— Document section —
In 1993, he was the Director-General, of ASEAN-Brunei Darussalam. On 8 August 1994, at Rashtrapati Bhavan in New Delhi, Adnan, the High Commissioner-Designate of Brunei to India, presented his credentials to Shankar Dayal Sharma. He was among the Brune delegation at the 50th anniversary of the United Nations Industrial Development Organization.

On 13 September 2002, Adnan, the newly appointed ambassador to Germany, presented his letters of credentials to Annemarie Huber-Hotz.

At the Istana Nurul Iman on 11 August 2005, Sultan Hassanal Bolkiah gave Adnan letters of credentials. During his tenure as Ambassador from 2005 to 2008, he played a pivotal role in fostering friendship between Brunei Darussalam and Japan. 2006 saw Princess Masna, the MOFAT's Ambassador-at-Large, visit Japan, while 2007 saw the Sultan. In 2005, Adnan established a communication channel between Universiti Brunei Darussalam and Kagawa University, which helped the two institutions to sign a Memorandum of Understanding in 2006.

In his last year as ambassador, he saw the realisation of the economic alliance between Brunei and Japan. In the same year, Japan and Brunei inked an agreement to prohibit double taxation and combat fiscal evasion with regard to income taxes. This agreement laid the groundwork for future efforts to advance economic ties between the two nations.

— Dataset content —
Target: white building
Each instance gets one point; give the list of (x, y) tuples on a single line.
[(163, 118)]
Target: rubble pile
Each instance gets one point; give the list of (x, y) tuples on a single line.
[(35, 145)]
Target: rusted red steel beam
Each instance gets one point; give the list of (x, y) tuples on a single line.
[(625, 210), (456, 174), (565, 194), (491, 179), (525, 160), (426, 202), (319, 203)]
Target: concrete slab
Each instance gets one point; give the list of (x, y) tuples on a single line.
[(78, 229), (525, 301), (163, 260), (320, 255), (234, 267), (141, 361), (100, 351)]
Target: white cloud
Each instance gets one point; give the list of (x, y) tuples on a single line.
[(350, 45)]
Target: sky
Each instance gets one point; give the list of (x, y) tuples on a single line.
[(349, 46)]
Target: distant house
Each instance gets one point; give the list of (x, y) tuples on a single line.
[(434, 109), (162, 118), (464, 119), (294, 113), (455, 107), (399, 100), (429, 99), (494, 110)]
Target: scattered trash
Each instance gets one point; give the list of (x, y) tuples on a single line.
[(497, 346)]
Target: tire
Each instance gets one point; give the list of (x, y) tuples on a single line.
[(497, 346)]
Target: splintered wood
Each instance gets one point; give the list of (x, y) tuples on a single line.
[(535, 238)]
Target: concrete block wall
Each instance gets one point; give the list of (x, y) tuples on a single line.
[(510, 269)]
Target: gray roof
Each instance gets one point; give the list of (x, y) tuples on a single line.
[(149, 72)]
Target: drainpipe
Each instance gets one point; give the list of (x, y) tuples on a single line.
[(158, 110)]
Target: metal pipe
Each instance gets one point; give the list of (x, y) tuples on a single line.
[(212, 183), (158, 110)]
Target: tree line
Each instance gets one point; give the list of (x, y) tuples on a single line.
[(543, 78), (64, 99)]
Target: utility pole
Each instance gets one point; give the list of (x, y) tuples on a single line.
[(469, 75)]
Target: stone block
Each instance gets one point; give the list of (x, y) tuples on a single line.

— Exercise tasks —
**1.** Quote the passage about Adnan's career word for word, starting at the words "In 1993, he" and stopping after "to Annemarie Huber-Hotz.".
**2.** In the passage about Adnan's career, which university did Adnan connect with Kagawa University in 2005?
**3.** Write what comes next in the passage about Adnan's diplomatic career, picking up after its last sentence.
The records have nothing to do with the passage about Adnan's diplomatic career.

— Responses in order —
**1.**
In 1993, he was the Director-General, of ASEAN-Brunei Darussalam. On 8 August 1994, at Rashtrapati Bhavan in New Delhi, Adnan, the High Commissioner-Designate of Brunei to India, presented his credentials to Shankar Dayal Sharma. He was among the Brune delegation at the 50th anniversary of the United Nations Industrial Development Organization.

On 13 September 2002, Adnan, the newly appointed ambassador to Germany, presented his letters of credentials to Annemarie Huber-Hotz.

**2.** Universiti Brunei Darussalam

**3.**
After retirement, he remained actively involved in promoting bilateral ties through the Brunei Japan Friendship Association (BJFA), where he currently serves as Adviser I.

== Personal life ==
Adnan is married to Pengiran Datin Hajah Yura Alaiti, and Pengiran Yusuf is his father-in-law.

== Honours ==
The 2018 Spring Imperial Decorations awardees have been revealed by the Japanese government, and Adnan has been recognised for his noteworthy efforts to fostering goodwill and understanding between Brunei and Japan. He's awarded the Order of the Rising Sun 2nd Class for his achievements. He has earned the following honours;

National
- Order of Seri Paduka Mahkota Brunei Second Class (DPMB) – Dato Paduka
Foreign
- Japan:
  - Order of the Rising Sun Second Class (8 May 2018)
  - Honorary Doctorate from the Kagawa University (20 October 2009)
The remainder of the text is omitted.